Exercise requirements - Please count the lines of the records that contain the string "wall" with matching case, and reply with that number only.

Material supplied -
--*--

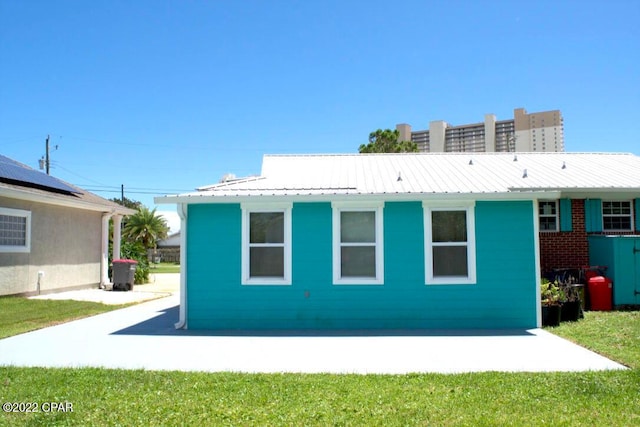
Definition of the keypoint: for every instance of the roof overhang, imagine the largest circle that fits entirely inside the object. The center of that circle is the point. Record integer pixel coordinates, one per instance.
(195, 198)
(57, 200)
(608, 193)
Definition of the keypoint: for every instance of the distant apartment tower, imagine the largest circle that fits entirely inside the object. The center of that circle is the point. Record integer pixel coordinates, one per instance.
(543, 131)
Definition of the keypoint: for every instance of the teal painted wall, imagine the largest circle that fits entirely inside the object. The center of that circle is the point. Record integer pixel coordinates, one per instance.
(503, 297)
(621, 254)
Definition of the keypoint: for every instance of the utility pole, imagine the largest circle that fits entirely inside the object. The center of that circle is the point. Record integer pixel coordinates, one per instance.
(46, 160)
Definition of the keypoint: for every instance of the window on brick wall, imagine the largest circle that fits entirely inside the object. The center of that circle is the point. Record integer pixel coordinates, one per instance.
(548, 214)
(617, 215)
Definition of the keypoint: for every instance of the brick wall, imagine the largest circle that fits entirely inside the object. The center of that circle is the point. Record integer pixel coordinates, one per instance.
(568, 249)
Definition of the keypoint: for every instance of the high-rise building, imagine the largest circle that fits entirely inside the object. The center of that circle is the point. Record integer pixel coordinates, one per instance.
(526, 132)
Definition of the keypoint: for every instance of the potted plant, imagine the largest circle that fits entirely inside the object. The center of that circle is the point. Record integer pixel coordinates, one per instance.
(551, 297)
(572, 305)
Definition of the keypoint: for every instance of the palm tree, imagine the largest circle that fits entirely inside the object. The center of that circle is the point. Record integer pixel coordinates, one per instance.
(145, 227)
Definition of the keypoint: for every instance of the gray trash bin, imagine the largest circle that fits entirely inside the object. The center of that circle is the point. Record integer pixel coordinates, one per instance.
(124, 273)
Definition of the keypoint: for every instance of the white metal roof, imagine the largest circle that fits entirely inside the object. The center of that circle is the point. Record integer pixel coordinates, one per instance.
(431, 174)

--*--

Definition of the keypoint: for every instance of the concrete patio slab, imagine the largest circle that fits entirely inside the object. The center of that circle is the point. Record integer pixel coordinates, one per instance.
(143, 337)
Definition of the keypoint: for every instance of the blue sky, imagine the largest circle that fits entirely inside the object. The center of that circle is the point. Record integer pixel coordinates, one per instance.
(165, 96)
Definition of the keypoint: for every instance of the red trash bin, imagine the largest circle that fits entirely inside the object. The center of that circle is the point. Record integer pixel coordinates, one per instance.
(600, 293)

--*--

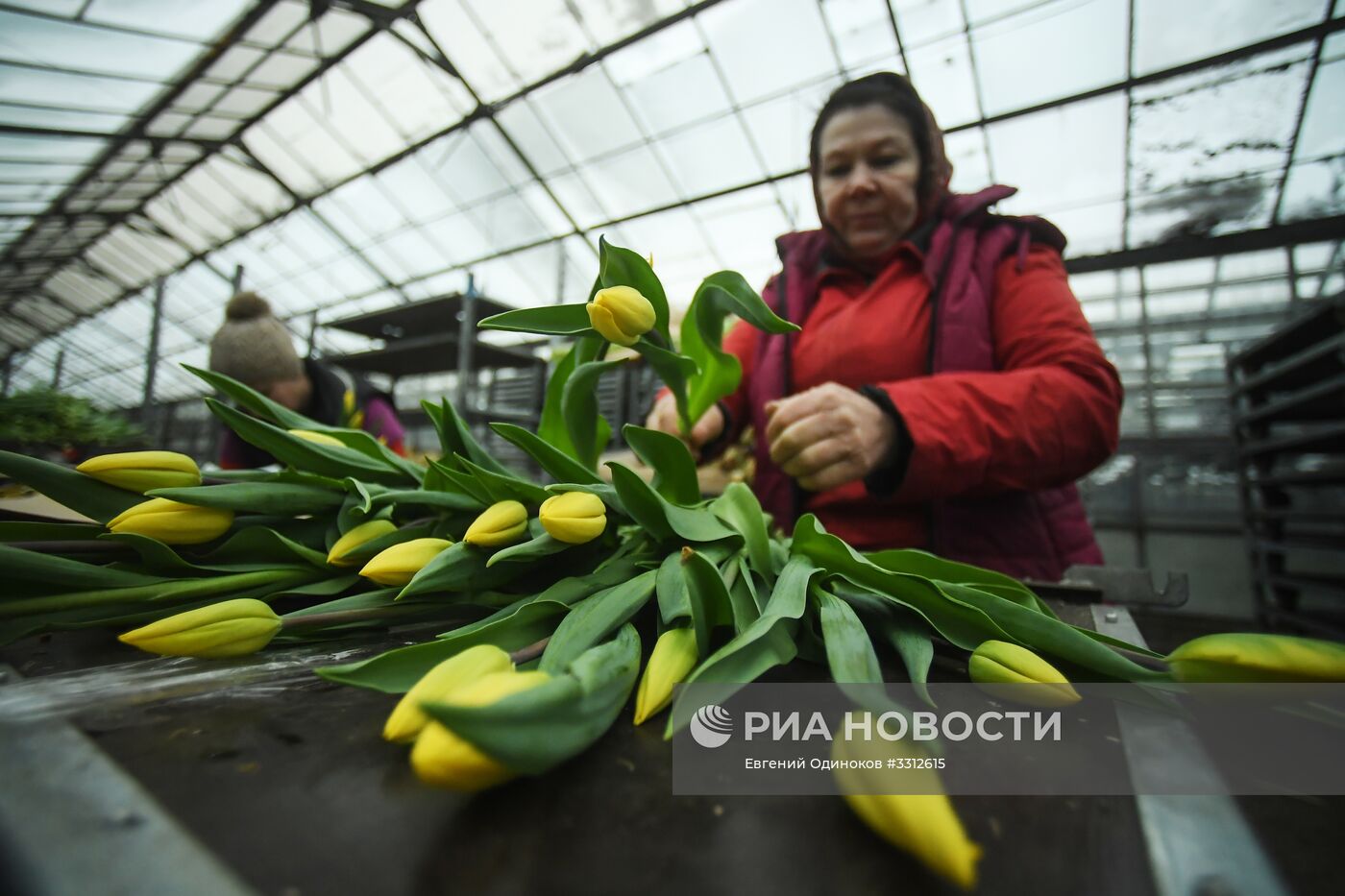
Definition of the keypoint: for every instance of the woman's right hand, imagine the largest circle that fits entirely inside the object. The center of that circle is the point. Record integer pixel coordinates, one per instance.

--*--

Full solution - 3